====== Текст

В тисках лжи и правдоподобия
Что без любви нет критики — трудно оспоримая истина. Евгения Шварца любить легко — вернее, трудно его не любить. Но любовь может быть и снисходительной — будто к устаревшему кумиру, который, однако же, в свое время был для тебя… Случайно ли, что в перестройку не произошло заметного шварцевского бума? Только ли потому, что главные вещи его уже были опубликованы? — Придется натягивать, — сказал мне один умный критик, узнав, что я собираюсь писать о Шварце. — Сегодня мы понимаем, что все было гораздо сложнее. Придется постоянно оговариваться: «Для своего времени Шварц…»
Увы, я и сам чувствовал, что уже не могу с полной беззаботностью отмахнуться от злого «mot» Соллертинского: «Ибсен для бедных». Может быть, Шварц придал бы себе больше весу в глазах солидных людей, если бы черпал вдохновение не у Андерсена, а, подобно Сартру и Аную, у Эсхила и Софокла? Но совместима ли их трагическая серьезность с почти цирковой виртуозностью его летучего дара?
Когда-то я, простой советский математик, был уверен, что Шварц — детский писатель. Поэтому я не особенно поверил, когда один знаток, убежденный, что главная миссия литературы — подстраивать советской власти маленькие каверзы, порекомендовал мне «Дракона» как нечто весьма пикантное. Но — сколь ни был я ослеплен фейерверком остроумия — более всего меня поразило, что с убийством Дракона вовсе не наступает рай: «Покойник воспитал их так, что они повезут любого, кто возьмет вожжи». И — что еще важнее — «Я оставляю тебе прожженные души, дырявые души, мертвые души», которые после победы над тираном начинают роптать, что молоко вздорожало, а масло совсем исчезло, лучше было бы и не начинать борьбу…
С.Бородин, автор трилогии «Звезды над Самаркандом» и, по непроверенным слухам, подлинный творец литературных шедевров великого Шарафа Рашидова, совершенно правильно нарезал цитат из «Дракона» для своей статьи «Вредная сказка», опубликованной 29 марта 1944 года в газете «Литература и искусство» — органе правления СП СССР, комитета по делам искусств при СНК СССР и комитета по делам кинематографии при СНК СССР (на первой странице благодарность войскам маршала Жукова, освободившим города Чертков, Гусятин и Залещики, и редакционная статья «О чувстве нового», единодушно осуждающая Зощенко, Чуковского и Сельвинского, у которого нет главного героя — защитника Родины, воспитанного советским строем). С.Бородин совершенно правильно понятую правду назвал пасквилем на освободительную борьбу и клеветой на народы, томящиеся под властью Драконов — после чего «Дракон» почти на двадцать лет был снят со сцены.

============
====== Приведённые записи

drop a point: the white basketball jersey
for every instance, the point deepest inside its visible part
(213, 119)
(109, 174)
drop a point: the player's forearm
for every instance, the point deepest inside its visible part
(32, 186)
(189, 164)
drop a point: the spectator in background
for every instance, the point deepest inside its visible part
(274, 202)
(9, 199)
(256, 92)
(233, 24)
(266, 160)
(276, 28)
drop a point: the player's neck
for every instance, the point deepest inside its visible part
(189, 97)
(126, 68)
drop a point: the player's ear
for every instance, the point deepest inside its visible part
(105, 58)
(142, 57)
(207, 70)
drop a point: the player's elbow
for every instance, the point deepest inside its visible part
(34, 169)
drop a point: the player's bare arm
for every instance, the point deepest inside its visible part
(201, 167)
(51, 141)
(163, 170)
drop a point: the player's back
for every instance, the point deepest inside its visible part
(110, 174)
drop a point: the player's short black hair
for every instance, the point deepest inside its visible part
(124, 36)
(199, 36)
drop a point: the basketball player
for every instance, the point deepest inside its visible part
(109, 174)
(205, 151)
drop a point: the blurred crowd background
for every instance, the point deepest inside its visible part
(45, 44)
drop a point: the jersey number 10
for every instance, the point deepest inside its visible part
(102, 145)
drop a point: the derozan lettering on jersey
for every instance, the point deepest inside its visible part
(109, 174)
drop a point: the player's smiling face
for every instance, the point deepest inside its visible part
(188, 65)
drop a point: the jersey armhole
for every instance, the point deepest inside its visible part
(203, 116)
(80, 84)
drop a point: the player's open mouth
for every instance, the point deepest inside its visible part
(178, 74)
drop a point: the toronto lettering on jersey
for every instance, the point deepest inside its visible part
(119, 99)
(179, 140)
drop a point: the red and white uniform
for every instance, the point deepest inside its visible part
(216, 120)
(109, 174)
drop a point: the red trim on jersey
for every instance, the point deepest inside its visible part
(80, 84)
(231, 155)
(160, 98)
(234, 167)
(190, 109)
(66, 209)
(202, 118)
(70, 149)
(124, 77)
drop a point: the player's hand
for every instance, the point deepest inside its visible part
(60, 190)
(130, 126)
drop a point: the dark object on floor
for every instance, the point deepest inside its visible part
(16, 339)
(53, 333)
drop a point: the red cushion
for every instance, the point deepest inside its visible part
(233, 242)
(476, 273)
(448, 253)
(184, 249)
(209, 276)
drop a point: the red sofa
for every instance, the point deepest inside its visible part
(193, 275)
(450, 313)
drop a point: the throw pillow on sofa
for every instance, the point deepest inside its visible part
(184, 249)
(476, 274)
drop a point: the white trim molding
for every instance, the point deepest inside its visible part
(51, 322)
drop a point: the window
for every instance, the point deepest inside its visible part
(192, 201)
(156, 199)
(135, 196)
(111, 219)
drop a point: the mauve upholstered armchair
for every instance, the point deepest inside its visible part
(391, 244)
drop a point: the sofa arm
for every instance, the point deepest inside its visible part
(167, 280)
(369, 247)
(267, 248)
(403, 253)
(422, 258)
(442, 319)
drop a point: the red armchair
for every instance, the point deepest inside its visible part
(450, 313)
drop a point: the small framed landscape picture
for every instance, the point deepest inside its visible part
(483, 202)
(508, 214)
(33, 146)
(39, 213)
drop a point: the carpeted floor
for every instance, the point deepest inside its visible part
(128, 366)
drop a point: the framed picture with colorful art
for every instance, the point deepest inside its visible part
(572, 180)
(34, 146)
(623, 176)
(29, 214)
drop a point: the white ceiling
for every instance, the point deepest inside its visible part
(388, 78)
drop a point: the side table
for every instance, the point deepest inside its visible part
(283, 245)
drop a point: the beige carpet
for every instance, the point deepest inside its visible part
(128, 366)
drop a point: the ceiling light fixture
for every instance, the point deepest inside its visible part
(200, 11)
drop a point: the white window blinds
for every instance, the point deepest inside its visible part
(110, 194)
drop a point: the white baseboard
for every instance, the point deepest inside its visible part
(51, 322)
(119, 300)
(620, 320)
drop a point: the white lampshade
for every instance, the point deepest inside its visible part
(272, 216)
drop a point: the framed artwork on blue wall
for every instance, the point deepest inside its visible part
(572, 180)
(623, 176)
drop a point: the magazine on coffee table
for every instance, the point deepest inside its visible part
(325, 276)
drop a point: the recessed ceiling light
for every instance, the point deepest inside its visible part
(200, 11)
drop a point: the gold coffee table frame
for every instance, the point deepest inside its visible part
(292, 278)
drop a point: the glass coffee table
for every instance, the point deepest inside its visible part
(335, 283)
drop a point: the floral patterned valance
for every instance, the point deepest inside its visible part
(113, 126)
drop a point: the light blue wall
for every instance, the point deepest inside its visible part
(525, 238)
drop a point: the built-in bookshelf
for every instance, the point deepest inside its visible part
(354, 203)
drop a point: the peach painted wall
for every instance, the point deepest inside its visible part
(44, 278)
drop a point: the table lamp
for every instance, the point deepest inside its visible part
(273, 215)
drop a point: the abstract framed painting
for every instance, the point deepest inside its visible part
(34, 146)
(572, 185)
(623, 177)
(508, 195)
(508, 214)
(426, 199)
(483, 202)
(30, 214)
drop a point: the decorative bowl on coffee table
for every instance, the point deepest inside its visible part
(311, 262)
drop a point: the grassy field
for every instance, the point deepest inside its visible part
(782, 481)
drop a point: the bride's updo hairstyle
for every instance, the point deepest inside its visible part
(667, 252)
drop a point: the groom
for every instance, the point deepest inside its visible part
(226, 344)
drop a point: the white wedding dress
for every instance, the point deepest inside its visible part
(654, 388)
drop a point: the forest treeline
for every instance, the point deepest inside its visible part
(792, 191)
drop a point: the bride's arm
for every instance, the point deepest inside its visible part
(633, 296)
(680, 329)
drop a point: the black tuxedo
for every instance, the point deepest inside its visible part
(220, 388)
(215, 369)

============

### Краткое задание
Выпишите без изменений фрагмент статьи о Шварце: всё от слов «Увы, я и сам» и вплоть до слов «его летучего дара?». Записи взяты из другого источника.

### Ответ
Увы, я и сам чувствовал, что уже не могу с полной беззаботностью отмахнуться от злого «mot» Соллертинского: «Ибсен для бедных». Может быть, Шварц придал бы себе больше весу в глазах солидных людей, если бы черпал вдохновение не у Андерсена, а, подобно Сартру и Аную, у Эсхила и Софокла? Но совместима ли их трагическая серьезность с почти цирковой виртуозностью его летучего дара?